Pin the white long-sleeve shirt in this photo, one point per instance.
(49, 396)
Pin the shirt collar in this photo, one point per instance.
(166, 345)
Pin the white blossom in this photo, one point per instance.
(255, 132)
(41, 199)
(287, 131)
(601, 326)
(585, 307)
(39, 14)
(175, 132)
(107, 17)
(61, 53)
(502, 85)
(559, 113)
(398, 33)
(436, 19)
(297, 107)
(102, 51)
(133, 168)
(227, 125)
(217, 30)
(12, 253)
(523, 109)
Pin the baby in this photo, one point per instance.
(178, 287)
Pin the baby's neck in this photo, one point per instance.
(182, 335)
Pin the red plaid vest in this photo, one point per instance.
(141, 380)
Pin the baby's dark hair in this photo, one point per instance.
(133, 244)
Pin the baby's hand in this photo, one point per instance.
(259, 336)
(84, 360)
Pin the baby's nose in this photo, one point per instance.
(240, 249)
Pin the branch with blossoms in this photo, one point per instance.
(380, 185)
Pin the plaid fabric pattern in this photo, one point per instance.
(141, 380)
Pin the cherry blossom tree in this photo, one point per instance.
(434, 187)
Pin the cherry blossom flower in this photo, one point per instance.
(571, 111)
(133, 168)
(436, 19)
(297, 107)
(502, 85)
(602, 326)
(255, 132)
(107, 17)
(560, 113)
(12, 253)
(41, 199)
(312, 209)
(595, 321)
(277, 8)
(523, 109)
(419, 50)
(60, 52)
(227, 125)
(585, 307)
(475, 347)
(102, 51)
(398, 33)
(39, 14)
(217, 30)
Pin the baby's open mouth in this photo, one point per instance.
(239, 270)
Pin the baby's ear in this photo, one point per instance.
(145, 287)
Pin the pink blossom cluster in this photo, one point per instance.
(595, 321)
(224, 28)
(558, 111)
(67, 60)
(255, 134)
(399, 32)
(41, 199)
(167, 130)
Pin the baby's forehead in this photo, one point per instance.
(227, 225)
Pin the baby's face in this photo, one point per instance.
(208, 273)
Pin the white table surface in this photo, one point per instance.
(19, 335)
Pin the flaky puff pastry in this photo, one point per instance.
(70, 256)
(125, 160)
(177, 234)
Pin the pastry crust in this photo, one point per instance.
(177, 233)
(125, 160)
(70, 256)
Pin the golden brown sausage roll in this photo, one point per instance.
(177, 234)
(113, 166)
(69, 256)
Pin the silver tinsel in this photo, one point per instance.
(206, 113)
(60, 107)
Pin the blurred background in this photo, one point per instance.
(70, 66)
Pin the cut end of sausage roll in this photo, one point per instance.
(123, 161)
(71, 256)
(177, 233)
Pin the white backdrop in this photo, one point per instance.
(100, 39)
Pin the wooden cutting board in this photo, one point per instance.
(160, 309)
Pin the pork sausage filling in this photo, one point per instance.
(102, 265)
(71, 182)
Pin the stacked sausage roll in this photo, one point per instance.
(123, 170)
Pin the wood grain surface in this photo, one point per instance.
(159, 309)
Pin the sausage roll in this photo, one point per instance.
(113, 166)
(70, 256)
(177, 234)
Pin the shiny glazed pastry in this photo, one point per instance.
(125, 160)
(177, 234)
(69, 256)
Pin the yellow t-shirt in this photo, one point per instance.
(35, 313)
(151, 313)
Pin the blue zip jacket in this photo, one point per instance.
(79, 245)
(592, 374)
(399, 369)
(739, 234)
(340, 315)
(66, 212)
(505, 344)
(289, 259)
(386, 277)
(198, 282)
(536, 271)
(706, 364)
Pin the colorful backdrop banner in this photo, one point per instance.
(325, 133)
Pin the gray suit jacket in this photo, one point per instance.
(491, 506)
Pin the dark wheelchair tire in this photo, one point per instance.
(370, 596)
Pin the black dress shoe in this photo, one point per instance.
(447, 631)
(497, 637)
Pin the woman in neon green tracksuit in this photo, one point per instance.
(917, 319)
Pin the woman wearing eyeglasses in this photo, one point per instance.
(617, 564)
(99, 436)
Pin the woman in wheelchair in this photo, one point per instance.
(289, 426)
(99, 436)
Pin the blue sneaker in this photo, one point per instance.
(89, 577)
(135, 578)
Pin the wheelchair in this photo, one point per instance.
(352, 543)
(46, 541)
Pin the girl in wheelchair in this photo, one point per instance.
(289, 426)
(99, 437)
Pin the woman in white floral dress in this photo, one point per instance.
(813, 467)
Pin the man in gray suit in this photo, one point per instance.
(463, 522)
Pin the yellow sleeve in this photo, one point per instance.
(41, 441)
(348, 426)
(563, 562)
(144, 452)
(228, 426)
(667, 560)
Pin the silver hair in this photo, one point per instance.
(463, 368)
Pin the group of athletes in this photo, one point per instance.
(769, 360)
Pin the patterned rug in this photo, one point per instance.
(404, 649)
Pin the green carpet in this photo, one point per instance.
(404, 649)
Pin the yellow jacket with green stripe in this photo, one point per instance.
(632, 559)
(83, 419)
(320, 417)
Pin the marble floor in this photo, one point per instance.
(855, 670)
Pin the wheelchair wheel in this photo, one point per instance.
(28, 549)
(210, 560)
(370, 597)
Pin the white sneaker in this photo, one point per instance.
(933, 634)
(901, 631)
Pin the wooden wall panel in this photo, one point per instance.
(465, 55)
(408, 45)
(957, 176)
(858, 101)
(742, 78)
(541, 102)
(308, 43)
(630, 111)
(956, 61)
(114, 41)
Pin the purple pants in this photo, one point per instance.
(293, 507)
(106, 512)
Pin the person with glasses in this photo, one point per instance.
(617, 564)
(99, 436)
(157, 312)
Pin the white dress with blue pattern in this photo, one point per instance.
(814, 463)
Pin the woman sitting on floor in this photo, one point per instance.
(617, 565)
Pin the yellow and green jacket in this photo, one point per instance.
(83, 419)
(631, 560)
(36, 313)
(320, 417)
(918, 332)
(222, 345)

*PROBLEM STATEMENT*.
Each record should be transcribed exactly as it was written.

*RESPONSE AREA*.
Pin the white long-sleeve shirt in this photo, one point per instance.
(49, 396)
Pin the shirt collar in this photo, one point per instance.
(166, 345)
Pin the white blossom in this photo, one point per instance.
(255, 132)
(41, 199)
(287, 131)
(601, 326)
(585, 307)
(39, 14)
(175, 132)
(107, 17)
(61, 53)
(502, 85)
(559, 113)
(398, 33)
(436, 19)
(297, 107)
(102, 51)
(133, 168)
(227, 125)
(217, 30)
(12, 253)
(523, 109)
Pin the baby in this photo, one point per instance.
(178, 287)
Pin the baby's neck in this photo, one point per instance.
(182, 335)
Pin the red plaid vest in this photo, one point per instance.
(141, 380)
Pin the baby's dark hair in this photo, one point per instance.
(133, 244)
Pin the baby's hand in this photo, one point per instance.
(259, 336)
(84, 360)
Pin the baby's nose in this photo, one point per instance.
(240, 249)
Pin the branch with blossoms in this photo, one point per instance.
(380, 185)
Pin the plaid fabric pattern in this photo, one point per instance.
(141, 380)
Pin the cherry blossom tree in this photo, one point per instance.
(434, 187)
Pin the cherry blossom flower in this photo, one point per instance.
(571, 111)
(133, 168)
(436, 19)
(297, 107)
(502, 85)
(602, 326)
(255, 132)
(107, 17)
(560, 113)
(12, 253)
(41, 199)
(312, 209)
(595, 321)
(277, 8)
(523, 109)
(419, 50)
(60, 52)
(227, 125)
(585, 307)
(475, 347)
(102, 51)
(398, 33)
(39, 14)
(217, 30)
Pin the baby's open mouth in this photo, one point per instance.
(239, 270)
Pin the baby's ear in this photo, one point per instance.
(145, 287)
Pin the pink blossom cluster in this photo, one point per instance.
(595, 321)
(224, 28)
(558, 111)
(67, 60)
(255, 134)
(399, 32)
(41, 199)
(167, 130)
Pin the baby's forehead in this photo, one point per instance.
(227, 225)
Pin the baby's face in this photo, one point per instance.
(208, 273)
Pin the white table surface in this photo, one point per instance.
(19, 335)
Pin the flaky puff pastry in this photo, one point per instance.
(70, 256)
(125, 160)
(177, 234)
Pin the pastry crust in this photo, one point per instance.
(177, 233)
(125, 160)
(70, 256)
Pin the golden brown sausage roll in this photo, one point per instance.
(177, 234)
(113, 166)
(69, 256)
Pin the silver tinsel in this photo, one point per instance.
(206, 113)
(60, 107)
Pin the blurred background in this photo, one point per instance.
(70, 66)
Pin the cut end of sausage roll in this photo, one point per instance.
(123, 161)
(71, 256)
(177, 233)
Pin the white backdrop in this photo, one point per instance.
(100, 39)
Pin the wooden cutting board in this photo, one point per instance.
(160, 309)
Pin the pork sausage filling in this photo, one point per instance.
(102, 265)
(71, 182)
Pin the stacked sausage roll in this photo, one point per instance.
(123, 170)
Pin the wood grain surface in this photo, one point per instance.
(159, 309)
Pin the sausage roll in this photo, one point per instance.
(113, 166)
(70, 256)
(177, 234)
Pin the shiny glazed pastry in this photo, one point per instance.
(125, 160)
(177, 234)
(69, 256)
Pin the yellow t-shirt in this photo, one point per instance.
(35, 313)
(151, 313)
Pin the blue zip jacket in this photo, one point per instance.
(79, 245)
(592, 374)
(399, 369)
(739, 234)
(340, 315)
(66, 212)
(505, 344)
(289, 259)
(386, 277)
(198, 282)
(536, 271)
(706, 364)
Pin the colorful backdrop banner in this photo, one point per instance.
(325, 133)
Pin the gray suit jacket in this photo, one point per instance.
(491, 506)
Pin the dark wheelchair tire in this photo, one point per instance.
(370, 596)
Pin the black dress shoe in this photo, one point per instance.
(447, 631)
(497, 637)
Pin the woman in neon green tracksuit in this photo, one point per instance.
(917, 319)
Pin the woman wearing eyeglasses in this photo, one point per instance.
(617, 564)
(99, 436)
Pin the woman in wheelchair in this photo, one point per instance.
(289, 426)
(99, 436)
Pin the blue sneaker in this photo, one point per instance.
(89, 577)
(135, 578)
Pin the wheelchair in this photo, one point per instance.
(352, 543)
(46, 541)
Pin the girl in wheelchair in this photo, one point per instance.
(289, 426)
(99, 437)
Pin the woman in white floral dress in this photo, one point per instance.
(813, 467)
Pin the man in gray suit in this photo, one point per instance.
(463, 522)
Pin the yellow sleeve in this photo, one point per instance.
(41, 441)
(348, 426)
(563, 562)
(144, 452)
(228, 426)
(667, 560)
Pin the silver hair in this photo, one point per instance.
(463, 368)
Pin the group of athletes in this photo, one point per instance.
(769, 360)
Pin the patterned rug in this photo, one point per instance.
(404, 649)
Pin the green carpet in this photo, one point per instance.
(404, 649)
Pin the yellow jacket with green stripe in this photo, one point per instance.
(632, 559)
(83, 419)
(320, 417)
Pin the marble floor in this photo, one point per instance.
(855, 670)
Pin the wheelchair wheel in this photo, one point per instance.
(28, 549)
(210, 560)
(370, 597)
Pin the white sneaker in this photo, one point per instance.
(933, 634)
(901, 631)
Pin the wooden wall panel in this photo, one point per instance.
(465, 55)
(408, 45)
(957, 176)
(858, 101)
(742, 78)
(541, 102)
(308, 43)
(630, 111)
(956, 61)
(114, 41)
Pin the purple pants in this photo, one point per instance.
(293, 507)
(106, 512)
Pin the person with glasses in this photo, one point per instance.
(617, 564)
(99, 436)
(157, 312)
Pin the white dress with blue pattern in this photo, one point per instance.
(814, 463)
Pin the woman sitting on floor in this photo, one point per instance.
(617, 565)
Pin the yellow and green jacket in this photo, one point per instance.
(83, 419)
(631, 560)
(36, 313)
(320, 417)
(918, 332)
(222, 345)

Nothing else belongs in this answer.